Edit the data below by replacing "foam bubble" with "sea foam patch" and leave everything else unchanged.

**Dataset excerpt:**
* Start *
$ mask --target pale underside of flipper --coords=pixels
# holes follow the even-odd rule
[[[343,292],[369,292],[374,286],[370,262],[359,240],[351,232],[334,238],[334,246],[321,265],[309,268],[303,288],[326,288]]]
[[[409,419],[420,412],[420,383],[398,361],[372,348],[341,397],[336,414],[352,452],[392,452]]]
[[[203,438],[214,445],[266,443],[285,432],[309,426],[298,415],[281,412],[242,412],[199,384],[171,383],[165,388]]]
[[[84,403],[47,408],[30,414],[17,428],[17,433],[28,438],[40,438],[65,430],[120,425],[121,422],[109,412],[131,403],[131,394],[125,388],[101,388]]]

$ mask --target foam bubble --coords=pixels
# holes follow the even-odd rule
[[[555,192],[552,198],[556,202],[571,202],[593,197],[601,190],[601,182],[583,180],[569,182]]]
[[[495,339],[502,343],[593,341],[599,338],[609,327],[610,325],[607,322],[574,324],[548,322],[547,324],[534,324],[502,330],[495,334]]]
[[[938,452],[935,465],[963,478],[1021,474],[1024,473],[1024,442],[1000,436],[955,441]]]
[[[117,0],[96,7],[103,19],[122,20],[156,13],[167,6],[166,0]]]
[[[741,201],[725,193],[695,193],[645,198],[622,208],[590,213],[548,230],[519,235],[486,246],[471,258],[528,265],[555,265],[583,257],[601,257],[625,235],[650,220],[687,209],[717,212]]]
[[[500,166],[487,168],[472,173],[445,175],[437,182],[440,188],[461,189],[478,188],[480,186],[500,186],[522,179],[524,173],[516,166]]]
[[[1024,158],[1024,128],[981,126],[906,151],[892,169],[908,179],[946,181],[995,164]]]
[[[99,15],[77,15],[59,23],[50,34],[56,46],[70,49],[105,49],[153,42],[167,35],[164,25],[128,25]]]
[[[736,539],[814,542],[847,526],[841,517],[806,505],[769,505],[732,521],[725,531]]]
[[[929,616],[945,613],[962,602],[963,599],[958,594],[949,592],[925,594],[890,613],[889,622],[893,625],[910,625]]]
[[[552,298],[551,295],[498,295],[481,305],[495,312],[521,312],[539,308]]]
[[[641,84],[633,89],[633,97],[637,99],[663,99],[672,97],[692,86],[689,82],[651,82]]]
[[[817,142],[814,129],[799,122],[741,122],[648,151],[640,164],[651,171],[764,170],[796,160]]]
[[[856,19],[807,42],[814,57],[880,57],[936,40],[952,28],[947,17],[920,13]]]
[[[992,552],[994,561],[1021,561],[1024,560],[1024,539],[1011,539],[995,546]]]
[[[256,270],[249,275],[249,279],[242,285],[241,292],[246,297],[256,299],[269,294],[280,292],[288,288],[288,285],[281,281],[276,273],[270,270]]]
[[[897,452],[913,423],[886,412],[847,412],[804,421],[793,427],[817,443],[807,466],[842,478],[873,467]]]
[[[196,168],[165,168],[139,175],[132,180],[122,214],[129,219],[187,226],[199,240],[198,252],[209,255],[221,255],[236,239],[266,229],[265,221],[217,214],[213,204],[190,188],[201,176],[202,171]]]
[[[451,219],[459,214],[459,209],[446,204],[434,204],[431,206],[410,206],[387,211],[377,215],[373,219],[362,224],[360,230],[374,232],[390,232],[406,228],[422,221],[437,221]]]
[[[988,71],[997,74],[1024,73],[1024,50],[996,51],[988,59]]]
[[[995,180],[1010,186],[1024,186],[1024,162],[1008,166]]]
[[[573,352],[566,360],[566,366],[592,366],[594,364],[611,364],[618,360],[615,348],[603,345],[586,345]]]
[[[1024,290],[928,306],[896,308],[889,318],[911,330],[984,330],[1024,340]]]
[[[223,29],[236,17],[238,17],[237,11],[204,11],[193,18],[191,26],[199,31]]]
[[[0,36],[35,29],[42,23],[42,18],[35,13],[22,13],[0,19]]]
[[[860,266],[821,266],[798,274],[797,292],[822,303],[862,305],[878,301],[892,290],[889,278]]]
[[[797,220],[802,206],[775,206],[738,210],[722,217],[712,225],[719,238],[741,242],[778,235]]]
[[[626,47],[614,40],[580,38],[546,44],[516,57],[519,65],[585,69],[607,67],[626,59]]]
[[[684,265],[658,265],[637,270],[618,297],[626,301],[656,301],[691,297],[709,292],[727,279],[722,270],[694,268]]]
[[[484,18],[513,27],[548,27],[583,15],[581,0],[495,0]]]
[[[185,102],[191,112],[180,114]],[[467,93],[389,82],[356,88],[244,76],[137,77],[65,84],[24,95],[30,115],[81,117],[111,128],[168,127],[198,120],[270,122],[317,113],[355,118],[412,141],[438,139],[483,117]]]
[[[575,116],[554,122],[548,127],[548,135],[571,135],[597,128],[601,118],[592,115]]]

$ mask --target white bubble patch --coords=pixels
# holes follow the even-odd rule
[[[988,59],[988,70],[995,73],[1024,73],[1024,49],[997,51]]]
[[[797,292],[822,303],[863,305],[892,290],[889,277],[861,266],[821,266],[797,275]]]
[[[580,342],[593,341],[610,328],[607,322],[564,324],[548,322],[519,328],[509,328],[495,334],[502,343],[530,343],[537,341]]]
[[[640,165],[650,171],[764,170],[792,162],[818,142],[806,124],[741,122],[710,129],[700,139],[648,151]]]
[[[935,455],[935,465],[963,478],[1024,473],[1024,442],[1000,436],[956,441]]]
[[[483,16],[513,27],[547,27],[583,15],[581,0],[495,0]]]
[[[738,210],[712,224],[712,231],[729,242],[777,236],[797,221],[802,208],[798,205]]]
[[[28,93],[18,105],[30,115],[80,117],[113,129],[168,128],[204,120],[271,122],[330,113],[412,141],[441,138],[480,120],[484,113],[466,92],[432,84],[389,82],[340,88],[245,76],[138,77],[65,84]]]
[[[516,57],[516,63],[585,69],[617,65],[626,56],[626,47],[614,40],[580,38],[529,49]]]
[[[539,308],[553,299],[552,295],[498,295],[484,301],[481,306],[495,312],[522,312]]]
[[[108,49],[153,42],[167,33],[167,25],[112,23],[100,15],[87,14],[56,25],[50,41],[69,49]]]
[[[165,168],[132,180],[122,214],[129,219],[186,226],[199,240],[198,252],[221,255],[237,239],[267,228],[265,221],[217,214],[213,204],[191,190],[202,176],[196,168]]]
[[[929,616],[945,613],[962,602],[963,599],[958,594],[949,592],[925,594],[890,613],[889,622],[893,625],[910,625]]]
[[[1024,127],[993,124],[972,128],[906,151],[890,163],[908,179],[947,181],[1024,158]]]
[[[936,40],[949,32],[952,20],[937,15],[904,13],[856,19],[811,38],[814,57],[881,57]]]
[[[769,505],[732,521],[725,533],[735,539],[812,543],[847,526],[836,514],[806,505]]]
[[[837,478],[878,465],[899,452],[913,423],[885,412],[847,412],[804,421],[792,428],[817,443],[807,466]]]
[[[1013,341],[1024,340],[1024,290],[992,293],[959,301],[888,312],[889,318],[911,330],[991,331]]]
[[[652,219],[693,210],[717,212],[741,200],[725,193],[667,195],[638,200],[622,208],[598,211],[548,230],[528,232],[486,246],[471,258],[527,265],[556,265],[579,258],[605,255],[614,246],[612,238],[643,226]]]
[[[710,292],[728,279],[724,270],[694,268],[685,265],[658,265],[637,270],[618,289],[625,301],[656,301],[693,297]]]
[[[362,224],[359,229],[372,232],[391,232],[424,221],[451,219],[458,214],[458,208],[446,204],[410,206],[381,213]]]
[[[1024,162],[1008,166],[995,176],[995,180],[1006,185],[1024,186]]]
* End *
**OUTPUT OF THE EXERCISE:**
$ mask --target pale underside of flipper --coords=pixels
# holes follow the even-odd rule
[[[343,292],[369,292],[374,286],[370,262],[359,240],[351,232],[334,238],[334,246],[321,265],[309,268],[303,288],[326,288]]]
[[[409,419],[420,412],[420,383],[398,361],[372,348],[341,397],[336,414],[352,452],[392,452]]]
[[[203,438],[214,445],[266,443],[285,432],[309,426],[298,415],[281,412],[242,412],[199,384],[171,383],[165,388]]]
[[[84,403],[47,408],[30,414],[17,428],[17,433],[28,438],[40,438],[65,430],[120,425],[121,422],[109,412],[131,403],[131,394],[125,388],[101,388]]]

$ mask --target sea foam patch --coords=pixels
# holes follow the even-odd rule
[[[555,192],[552,198],[556,202],[571,202],[593,197],[601,190],[601,182],[583,180],[569,182]]]
[[[495,339],[502,343],[593,341],[599,338],[609,327],[610,325],[607,322],[574,324],[548,322],[547,324],[534,324],[502,330],[495,334]]]
[[[938,452],[935,465],[963,478],[1021,474],[1024,473],[1024,442],[1000,436],[955,441]]]
[[[117,0],[96,7],[103,19],[122,20],[156,13],[167,6],[166,0]]]
[[[741,201],[725,193],[695,193],[645,198],[622,208],[590,213],[548,230],[519,235],[486,246],[471,258],[528,265],[555,265],[583,257],[601,257],[625,235],[650,220],[687,209],[717,212]]]
[[[500,166],[487,168],[472,173],[445,175],[437,182],[440,188],[461,189],[478,188],[480,186],[500,186],[522,179],[524,173],[516,166]]]
[[[1024,158],[1024,128],[981,126],[906,151],[892,169],[908,179],[946,181],[995,164]]]
[[[99,15],[77,15],[59,23],[50,34],[56,46],[70,49],[105,49],[153,42],[167,35],[164,25],[128,25]]]
[[[736,539],[814,542],[847,526],[841,517],[806,505],[769,505],[732,521],[725,531]]]
[[[929,616],[945,613],[962,602],[963,599],[958,594],[949,592],[925,594],[890,613],[889,622],[893,625],[910,625]]]
[[[552,298],[551,295],[498,295],[481,305],[495,312],[521,312],[539,308]]]
[[[641,84],[633,89],[633,97],[637,99],[663,99],[672,97],[692,86],[689,82],[651,82]]]
[[[817,142],[814,129],[799,122],[741,122],[648,151],[640,164],[651,171],[764,170],[796,160]]]
[[[856,19],[807,42],[814,57],[880,57],[936,40],[952,28],[947,17],[920,13]]]
[[[992,552],[994,561],[1021,561],[1024,560],[1024,539],[1011,539],[995,546]]]
[[[256,270],[249,275],[249,279],[242,285],[241,292],[246,297],[256,299],[269,294],[280,292],[288,288],[288,285],[281,281],[276,273],[270,270]]]
[[[897,452],[913,423],[886,412],[847,412],[804,421],[793,427],[817,443],[807,466],[842,478],[873,467]]]
[[[196,168],[165,168],[139,175],[132,180],[122,214],[129,219],[187,226],[199,240],[198,252],[209,255],[221,255],[236,239],[266,229],[265,221],[217,214],[213,204],[190,188],[201,176],[202,171]]]
[[[451,219],[459,214],[459,209],[446,204],[434,204],[431,206],[410,206],[387,211],[377,215],[373,219],[362,224],[360,230],[374,232],[390,232],[406,228],[422,221],[437,221]]]
[[[988,71],[997,74],[1024,73],[1024,50],[996,51],[988,59]]]
[[[995,180],[1010,186],[1024,186],[1024,162],[1008,166]]]
[[[573,352],[566,360],[566,366],[592,366],[594,364],[611,364],[618,360],[615,348],[603,345],[586,345]]]
[[[1024,290],[928,306],[896,308],[889,318],[911,330],[984,330],[1024,340]]]
[[[223,29],[236,17],[238,17],[237,11],[204,11],[193,18],[191,26],[199,31]]]
[[[0,36],[35,29],[42,23],[42,18],[35,13],[22,13],[0,19]]]
[[[860,266],[821,266],[798,274],[797,292],[822,303],[862,305],[878,301],[892,290],[889,278]]]
[[[797,220],[802,206],[775,206],[738,210],[722,217],[712,225],[719,238],[741,242],[778,235]]]
[[[626,47],[614,40],[580,38],[546,44],[516,57],[519,65],[585,69],[607,67],[626,59]]]
[[[684,265],[658,265],[637,270],[618,297],[626,301],[656,301],[691,297],[709,292],[727,279],[722,270],[694,268]]]
[[[484,18],[513,27],[548,27],[583,15],[581,0],[495,0]]]
[[[185,102],[191,112],[180,114]],[[467,93],[389,82],[356,88],[244,76],[137,77],[65,84],[24,95],[30,115],[81,117],[111,128],[168,127],[198,120],[270,122],[317,113],[355,118],[412,141],[438,139],[483,117]]]
[[[575,116],[554,122],[548,127],[548,135],[571,135],[597,128],[601,118],[592,115]]]

$ mask --target white bubble patch --coords=pixels
# holes follow the even-odd rule
[[[988,59],[988,70],[995,73],[1024,73],[1024,49],[997,51]]]
[[[797,292],[822,303],[863,305],[892,290],[889,277],[861,266],[821,266],[797,275]]]
[[[580,342],[593,341],[610,328],[607,322],[564,324],[548,322],[519,328],[509,328],[495,334],[502,343],[530,343],[537,341]]]
[[[640,165],[650,171],[764,170],[792,162],[818,142],[806,124],[741,122],[710,129],[700,139],[648,151]]]
[[[935,455],[935,465],[963,478],[1024,473],[1024,442],[1000,436],[956,441]]]
[[[483,16],[513,27],[547,27],[583,15],[581,0],[495,0]]]
[[[738,210],[712,224],[712,231],[729,242],[777,236],[797,221],[802,208],[798,205]]]
[[[28,93],[18,105],[30,115],[80,117],[113,129],[168,128],[204,120],[271,122],[330,113],[412,141],[441,138],[480,120],[484,113],[466,92],[432,84],[389,82],[340,88],[245,76],[138,77],[65,84]]]
[[[516,57],[516,63],[585,69],[617,65],[626,56],[626,47],[614,40],[580,38],[529,49]]]
[[[539,308],[553,299],[552,295],[498,295],[484,301],[481,306],[495,312],[522,312]]]
[[[108,49],[153,42],[167,33],[167,25],[112,23],[100,15],[87,14],[56,25],[50,41],[69,49]]]
[[[165,168],[132,180],[122,214],[129,219],[186,226],[199,240],[198,252],[221,255],[237,239],[267,228],[265,221],[217,214],[213,204],[191,190],[202,176],[196,168]]]
[[[929,616],[945,613],[962,602],[963,599],[958,594],[949,592],[925,594],[890,613],[889,622],[893,625],[910,625]]]
[[[1024,127],[993,124],[972,128],[906,151],[890,163],[908,179],[947,181],[1024,158]]]
[[[936,40],[949,32],[952,20],[937,15],[904,13],[856,19],[811,38],[814,57],[881,57]]]
[[[769,505],[732,521],[725,533],[735,539],[812,543],[847,526],[836,514],[806,505]]]
[[[837,478],[878,465],[899,452],[913,423],[885,412],[847,412],[804,421],[792,428],[817,443],[807,466]]]
[[[1013,341],[1024,340],[1024,290],[992,293],[959,301],[888,312],[889,318],[911,330],[991,331]]]
[[[652,219],[693,210],[717,212],[741,200],[725,193],[667,195],[638,200],[622,208],[598,211],[548,230],[528,232],[486,246],[471,258],[527,265],[556,265],[579,258],[605,255],[614,246],[612,238],[643,226]]]
[[[710,292],[728,279],[724,270],[694,268],[685,265],[658,265],[637,270],[618,289],[625,301],[656,301],[693,297]]]
[[[362,224],[359,229],[372,232],[391,232],[424,221],[451,219],[458,214],[458,208],[446,204],[410,206],[381,213]]]
[[[1024,162],[1008,166],[995,176],[995,180],[1006,185],[1024,186]]]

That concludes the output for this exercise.